● Entries from a pointing dataset:
------------------------

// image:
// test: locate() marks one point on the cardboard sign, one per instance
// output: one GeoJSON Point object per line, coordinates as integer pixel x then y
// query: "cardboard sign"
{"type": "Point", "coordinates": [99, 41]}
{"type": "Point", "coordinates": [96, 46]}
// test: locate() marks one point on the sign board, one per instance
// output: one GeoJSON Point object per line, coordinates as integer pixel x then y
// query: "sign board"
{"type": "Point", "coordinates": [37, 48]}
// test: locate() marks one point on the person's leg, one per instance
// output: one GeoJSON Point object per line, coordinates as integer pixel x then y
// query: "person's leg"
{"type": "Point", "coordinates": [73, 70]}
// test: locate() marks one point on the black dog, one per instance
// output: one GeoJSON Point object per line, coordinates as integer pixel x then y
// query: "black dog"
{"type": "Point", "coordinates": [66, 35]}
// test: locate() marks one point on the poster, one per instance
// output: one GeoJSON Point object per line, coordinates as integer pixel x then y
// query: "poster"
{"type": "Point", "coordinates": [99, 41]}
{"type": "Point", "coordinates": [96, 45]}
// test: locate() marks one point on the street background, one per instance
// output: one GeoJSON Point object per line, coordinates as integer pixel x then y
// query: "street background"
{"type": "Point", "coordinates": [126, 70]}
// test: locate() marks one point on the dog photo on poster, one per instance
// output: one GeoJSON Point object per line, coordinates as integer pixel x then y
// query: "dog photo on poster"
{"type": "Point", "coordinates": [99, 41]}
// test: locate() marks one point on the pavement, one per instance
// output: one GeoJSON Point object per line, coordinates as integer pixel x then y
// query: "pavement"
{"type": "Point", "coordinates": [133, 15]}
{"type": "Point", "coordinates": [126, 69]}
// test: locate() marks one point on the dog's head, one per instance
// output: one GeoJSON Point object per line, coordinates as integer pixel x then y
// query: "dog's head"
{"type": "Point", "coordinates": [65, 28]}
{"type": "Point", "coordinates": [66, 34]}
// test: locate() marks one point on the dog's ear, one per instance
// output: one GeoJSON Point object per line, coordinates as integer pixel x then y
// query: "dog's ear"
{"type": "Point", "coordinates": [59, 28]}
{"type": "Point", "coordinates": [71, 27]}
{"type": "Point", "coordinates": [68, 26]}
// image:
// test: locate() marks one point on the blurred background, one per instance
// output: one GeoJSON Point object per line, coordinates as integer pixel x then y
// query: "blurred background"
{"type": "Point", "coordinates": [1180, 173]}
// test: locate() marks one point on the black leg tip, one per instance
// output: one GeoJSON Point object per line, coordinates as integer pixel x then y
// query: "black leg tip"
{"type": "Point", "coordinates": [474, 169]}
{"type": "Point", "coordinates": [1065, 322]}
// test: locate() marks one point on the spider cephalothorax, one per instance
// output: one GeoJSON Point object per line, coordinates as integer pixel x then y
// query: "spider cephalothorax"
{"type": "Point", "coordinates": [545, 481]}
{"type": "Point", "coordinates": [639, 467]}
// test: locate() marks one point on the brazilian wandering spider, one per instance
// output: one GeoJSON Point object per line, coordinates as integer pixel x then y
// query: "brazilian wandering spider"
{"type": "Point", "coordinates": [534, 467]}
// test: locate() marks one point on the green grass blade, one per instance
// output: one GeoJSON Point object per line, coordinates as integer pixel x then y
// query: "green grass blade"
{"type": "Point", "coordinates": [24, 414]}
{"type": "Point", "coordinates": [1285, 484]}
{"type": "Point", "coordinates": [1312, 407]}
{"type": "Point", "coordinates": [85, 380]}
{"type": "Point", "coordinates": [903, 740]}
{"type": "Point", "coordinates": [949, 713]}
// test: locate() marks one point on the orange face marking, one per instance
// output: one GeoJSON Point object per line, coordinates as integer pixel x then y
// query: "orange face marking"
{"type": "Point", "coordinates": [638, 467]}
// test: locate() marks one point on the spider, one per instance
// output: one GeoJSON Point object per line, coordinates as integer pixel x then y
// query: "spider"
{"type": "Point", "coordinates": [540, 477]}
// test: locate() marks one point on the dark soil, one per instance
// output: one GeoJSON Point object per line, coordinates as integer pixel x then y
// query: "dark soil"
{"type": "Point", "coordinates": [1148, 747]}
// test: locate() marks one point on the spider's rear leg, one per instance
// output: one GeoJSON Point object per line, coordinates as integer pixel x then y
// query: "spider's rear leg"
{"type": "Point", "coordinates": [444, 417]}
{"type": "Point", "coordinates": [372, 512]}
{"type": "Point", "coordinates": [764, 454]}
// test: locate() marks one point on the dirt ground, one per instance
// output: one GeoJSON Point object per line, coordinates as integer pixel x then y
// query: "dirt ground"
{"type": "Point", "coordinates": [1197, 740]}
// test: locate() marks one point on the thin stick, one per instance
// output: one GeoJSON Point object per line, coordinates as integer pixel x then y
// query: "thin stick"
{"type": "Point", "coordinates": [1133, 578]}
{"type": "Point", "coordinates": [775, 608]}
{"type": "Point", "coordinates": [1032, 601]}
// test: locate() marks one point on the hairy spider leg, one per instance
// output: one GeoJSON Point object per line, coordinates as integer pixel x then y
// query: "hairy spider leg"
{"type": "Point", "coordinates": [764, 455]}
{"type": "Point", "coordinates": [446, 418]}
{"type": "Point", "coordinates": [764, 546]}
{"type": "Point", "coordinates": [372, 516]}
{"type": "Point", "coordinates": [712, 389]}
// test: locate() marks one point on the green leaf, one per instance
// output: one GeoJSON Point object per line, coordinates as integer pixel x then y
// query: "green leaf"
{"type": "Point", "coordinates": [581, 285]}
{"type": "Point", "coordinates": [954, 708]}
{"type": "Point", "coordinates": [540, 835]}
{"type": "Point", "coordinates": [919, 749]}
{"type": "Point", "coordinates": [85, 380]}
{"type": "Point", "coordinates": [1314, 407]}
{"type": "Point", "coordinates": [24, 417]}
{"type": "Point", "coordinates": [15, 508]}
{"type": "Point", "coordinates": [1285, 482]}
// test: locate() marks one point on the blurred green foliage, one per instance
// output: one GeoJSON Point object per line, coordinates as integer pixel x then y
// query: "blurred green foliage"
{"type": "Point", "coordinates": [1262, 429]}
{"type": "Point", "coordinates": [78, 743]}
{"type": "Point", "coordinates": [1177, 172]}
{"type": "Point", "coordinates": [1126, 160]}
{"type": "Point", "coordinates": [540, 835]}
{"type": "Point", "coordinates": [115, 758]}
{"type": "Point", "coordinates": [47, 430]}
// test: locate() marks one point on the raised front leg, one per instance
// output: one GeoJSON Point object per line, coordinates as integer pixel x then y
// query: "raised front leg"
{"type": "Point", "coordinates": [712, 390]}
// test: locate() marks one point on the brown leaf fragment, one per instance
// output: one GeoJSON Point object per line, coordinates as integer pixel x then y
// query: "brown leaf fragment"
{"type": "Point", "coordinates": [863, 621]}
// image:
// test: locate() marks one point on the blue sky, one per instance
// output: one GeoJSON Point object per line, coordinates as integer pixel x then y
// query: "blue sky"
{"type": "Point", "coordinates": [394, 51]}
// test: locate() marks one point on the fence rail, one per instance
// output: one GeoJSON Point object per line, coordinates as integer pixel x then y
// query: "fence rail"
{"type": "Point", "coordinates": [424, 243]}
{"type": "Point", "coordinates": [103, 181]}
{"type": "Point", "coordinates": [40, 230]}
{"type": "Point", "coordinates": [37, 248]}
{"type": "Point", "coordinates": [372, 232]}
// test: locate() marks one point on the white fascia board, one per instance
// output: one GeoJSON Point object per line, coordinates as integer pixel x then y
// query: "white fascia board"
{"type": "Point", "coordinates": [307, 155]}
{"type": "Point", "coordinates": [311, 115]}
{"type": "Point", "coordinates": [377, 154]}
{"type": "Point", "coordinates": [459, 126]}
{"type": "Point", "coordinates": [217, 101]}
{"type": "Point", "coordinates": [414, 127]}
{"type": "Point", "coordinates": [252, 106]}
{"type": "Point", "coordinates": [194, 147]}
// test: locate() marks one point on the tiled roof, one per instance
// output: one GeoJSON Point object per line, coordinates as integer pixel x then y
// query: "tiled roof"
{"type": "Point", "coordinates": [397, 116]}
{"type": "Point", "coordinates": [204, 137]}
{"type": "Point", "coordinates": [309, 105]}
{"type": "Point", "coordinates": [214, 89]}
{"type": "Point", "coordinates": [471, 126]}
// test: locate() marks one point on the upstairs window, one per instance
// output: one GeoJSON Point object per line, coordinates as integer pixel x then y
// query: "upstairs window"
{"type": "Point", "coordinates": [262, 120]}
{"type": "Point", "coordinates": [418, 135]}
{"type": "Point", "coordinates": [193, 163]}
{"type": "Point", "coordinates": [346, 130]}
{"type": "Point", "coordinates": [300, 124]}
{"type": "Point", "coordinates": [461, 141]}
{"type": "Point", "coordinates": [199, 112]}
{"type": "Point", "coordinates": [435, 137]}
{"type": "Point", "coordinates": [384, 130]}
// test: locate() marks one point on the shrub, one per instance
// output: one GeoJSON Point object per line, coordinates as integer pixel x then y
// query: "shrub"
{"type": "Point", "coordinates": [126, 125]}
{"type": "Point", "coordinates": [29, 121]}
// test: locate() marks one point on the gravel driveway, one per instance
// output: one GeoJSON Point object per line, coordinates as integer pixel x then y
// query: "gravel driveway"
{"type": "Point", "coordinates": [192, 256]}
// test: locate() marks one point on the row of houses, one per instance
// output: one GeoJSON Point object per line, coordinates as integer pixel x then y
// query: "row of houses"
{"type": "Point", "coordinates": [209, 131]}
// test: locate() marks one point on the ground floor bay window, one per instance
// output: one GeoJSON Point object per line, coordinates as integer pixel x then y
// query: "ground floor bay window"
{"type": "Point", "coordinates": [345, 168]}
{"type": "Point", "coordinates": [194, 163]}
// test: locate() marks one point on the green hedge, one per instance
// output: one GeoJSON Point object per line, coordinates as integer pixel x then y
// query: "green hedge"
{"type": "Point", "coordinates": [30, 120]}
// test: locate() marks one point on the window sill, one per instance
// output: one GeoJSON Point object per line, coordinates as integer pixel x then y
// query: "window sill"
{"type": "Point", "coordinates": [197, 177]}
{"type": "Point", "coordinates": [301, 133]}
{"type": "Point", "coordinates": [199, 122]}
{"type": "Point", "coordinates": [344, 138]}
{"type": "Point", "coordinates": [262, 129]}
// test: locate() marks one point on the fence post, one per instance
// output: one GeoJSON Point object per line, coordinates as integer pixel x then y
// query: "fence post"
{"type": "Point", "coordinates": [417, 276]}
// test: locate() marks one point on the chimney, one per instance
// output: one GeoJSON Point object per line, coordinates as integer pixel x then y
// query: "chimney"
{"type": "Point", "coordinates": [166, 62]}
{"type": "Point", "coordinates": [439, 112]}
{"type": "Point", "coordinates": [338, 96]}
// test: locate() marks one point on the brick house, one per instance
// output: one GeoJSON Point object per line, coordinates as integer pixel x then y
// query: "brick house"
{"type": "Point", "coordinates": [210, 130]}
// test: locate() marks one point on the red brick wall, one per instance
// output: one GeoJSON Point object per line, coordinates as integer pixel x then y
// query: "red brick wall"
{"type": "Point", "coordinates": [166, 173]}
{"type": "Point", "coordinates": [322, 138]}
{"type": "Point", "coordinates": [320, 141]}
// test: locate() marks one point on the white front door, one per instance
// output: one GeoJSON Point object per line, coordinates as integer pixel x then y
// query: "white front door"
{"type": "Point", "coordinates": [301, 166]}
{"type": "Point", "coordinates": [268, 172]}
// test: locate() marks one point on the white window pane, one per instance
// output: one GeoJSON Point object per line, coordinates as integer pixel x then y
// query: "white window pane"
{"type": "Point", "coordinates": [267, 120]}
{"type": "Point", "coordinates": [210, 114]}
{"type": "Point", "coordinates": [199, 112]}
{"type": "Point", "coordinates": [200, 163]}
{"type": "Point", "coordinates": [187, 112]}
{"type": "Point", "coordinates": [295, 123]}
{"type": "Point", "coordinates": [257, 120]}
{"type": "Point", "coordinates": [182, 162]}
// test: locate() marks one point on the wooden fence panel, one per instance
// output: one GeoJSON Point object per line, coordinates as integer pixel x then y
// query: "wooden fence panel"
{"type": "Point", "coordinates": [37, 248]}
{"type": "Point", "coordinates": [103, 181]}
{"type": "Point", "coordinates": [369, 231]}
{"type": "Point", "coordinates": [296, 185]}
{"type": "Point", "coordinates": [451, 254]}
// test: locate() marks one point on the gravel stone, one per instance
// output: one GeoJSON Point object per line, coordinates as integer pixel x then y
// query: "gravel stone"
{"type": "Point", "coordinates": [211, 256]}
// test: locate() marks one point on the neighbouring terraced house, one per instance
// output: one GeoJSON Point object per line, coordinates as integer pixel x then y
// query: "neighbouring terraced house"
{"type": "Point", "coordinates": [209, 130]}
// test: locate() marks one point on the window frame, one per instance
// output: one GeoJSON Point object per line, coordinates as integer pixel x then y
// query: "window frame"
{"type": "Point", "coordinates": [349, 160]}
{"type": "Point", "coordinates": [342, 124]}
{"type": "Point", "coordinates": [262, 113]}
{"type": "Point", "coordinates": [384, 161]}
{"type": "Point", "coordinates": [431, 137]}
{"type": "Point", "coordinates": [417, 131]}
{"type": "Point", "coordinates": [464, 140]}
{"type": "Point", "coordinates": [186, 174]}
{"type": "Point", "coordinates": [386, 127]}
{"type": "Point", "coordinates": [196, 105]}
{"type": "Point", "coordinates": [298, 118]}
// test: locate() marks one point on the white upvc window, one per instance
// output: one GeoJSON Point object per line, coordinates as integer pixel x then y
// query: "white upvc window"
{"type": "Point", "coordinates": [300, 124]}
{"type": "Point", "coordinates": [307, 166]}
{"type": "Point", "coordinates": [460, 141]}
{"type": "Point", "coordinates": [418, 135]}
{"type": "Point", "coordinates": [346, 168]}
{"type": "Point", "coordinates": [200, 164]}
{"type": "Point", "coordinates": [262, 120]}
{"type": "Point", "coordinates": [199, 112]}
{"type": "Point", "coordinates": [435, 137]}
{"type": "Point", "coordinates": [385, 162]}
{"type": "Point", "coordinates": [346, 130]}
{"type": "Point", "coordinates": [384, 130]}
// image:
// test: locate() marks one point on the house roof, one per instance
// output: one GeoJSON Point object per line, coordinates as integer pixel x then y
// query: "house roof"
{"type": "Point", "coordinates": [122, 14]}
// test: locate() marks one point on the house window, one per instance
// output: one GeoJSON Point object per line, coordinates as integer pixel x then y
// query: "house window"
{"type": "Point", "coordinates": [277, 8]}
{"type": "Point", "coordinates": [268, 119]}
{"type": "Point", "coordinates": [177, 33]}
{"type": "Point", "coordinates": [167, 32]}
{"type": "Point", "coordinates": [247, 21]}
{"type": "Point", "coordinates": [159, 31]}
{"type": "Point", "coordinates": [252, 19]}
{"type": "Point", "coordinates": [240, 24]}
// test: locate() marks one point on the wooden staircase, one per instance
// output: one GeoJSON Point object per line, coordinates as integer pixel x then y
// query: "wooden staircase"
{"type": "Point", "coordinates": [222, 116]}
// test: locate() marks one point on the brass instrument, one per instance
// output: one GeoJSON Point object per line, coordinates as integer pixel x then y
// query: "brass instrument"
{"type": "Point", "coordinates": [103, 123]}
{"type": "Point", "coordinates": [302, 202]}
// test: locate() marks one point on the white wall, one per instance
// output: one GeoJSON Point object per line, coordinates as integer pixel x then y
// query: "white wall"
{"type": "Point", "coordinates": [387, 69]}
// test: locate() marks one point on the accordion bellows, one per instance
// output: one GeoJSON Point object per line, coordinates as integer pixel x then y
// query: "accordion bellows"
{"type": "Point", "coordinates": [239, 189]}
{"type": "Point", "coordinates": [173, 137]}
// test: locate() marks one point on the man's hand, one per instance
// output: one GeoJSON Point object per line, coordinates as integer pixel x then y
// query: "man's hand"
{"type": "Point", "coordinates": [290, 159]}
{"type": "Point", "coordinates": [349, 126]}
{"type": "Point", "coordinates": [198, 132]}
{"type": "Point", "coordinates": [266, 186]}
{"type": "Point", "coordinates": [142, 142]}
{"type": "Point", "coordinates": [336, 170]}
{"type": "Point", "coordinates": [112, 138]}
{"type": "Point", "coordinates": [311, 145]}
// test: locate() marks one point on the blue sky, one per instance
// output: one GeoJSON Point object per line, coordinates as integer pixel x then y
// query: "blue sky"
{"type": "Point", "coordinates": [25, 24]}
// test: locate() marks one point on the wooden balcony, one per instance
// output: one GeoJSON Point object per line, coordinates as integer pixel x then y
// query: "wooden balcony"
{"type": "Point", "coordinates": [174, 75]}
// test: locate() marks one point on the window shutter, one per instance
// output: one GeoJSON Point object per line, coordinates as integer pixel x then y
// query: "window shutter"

------------------------

● WHAT THE EXERCISE ASKS: Starting from the line containing "balcony, one per instance", repeat each line through the end of the entries, exactly.

● TASK ANSWER:
// test: locate() marks one point on the wooden balcony, one per instance
// output: one GeoJSON Point object per line, coordinates as integer pixel x then y
// query: "wooden balcony"
{"type": "Point", "coordinates": [174, 75]}
// test: locate() marks one point on the window shutter, one per instance
// output: one GeoJSON Point object per line, coordinates as integer pixel x then y
// query: "window shutter"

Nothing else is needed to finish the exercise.